- _GIVEN EXERCISE_
Transcribe the listing below word for word, starting at the line that contains "Q: What bounding box covers the windshield" and ending at the line that contains "[271,22,333,33]", with both of those lines included.
----
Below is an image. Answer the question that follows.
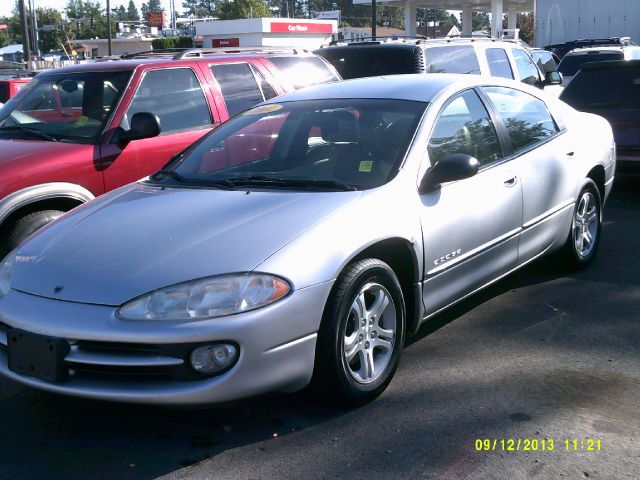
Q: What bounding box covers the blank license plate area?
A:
[7,328,69,382]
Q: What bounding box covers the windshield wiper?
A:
[151,169,187,183]
[149,168,236,190]
[0,124,59,142]
[219,175,358,191]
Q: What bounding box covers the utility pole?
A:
[107,0,111,56]
[29,0,40,57]
[18,0,33,70]
[371,0,378,40]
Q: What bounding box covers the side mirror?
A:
[544,72,562,86]
[420,153,480,193]
[116,112,160,143]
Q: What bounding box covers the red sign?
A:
[147,11,167,28]
[211,37,240,48]
[271,22,333,33]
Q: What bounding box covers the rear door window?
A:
[482,87,560,153]
[485,48,513,79]
[558,50,623,76]
[211,63,275,117]
[125,68,212,135]
[560,67,640,111]
[427,90,502,166]
[511,48,540,85]
[269,57,339,90]
[424,45,480,75]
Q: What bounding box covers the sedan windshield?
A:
[0,71,131,143]
[151,99,426,190]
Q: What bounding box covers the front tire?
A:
[0,210,64,259]
[312,259,405,405]
[561,181,602,270]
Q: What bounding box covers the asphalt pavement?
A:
[0,177,640,480]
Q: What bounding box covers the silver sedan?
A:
[0,74,615,405]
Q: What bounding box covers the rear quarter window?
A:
[560,67,640,110]
[424,45,480,75]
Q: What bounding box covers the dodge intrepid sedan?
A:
[0,74,615,405]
----
- _REPLY_
Q: What bounding box covers the windshield wiper?
A:
[151,169,187,183]
[149,168,236,190]
[0,124,59,142]
[219,175,358,191]
Q: What bounding box covers the utility pole?
A:
[107,0,111,56]
[29,0,40,57]
[18,0,33,70]
[371,0,378,40]
Q: What bounding box covers the side mirror?
A:
[544,72,562,86]
[420,153,480,193]
[116,112,160,143]
Q: What bounding box covers the red sign?
A:
[147,11,167,28]
[211,37,240,48]
[271,22,333,33]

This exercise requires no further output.